(Excerpts of pointing data)

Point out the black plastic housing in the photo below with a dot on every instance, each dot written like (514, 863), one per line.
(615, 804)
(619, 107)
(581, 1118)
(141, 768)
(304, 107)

* * *

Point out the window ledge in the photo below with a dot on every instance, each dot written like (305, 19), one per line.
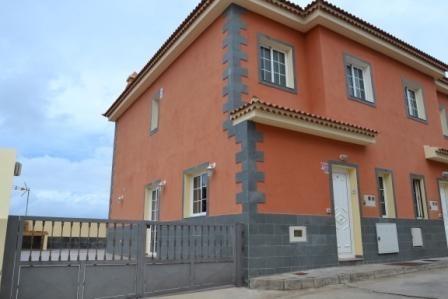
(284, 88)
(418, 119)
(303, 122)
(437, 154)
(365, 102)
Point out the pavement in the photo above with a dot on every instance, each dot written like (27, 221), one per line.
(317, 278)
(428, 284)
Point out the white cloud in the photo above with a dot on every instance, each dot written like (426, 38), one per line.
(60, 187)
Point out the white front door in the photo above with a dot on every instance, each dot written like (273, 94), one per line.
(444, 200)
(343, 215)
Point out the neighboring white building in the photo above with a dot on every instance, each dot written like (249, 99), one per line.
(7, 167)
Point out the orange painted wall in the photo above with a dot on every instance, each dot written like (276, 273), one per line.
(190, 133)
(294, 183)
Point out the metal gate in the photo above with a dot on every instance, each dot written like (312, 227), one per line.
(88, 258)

* _TASK OBJECTIVE_: Return every line above that contains the word "white". Case counts.

* _SOLUTION TO THIS TASK_:
Point out the white cloud in the photo above with a dot on every instance, each dot written like (426, 38), one per line.
Point out the white front door in the photo above with a dot on every instance, each dot written like (273, 94), one per line.
Point out the neighboring white building in the photo above with a dot on every instance, each dot written like (249, 99), one per line.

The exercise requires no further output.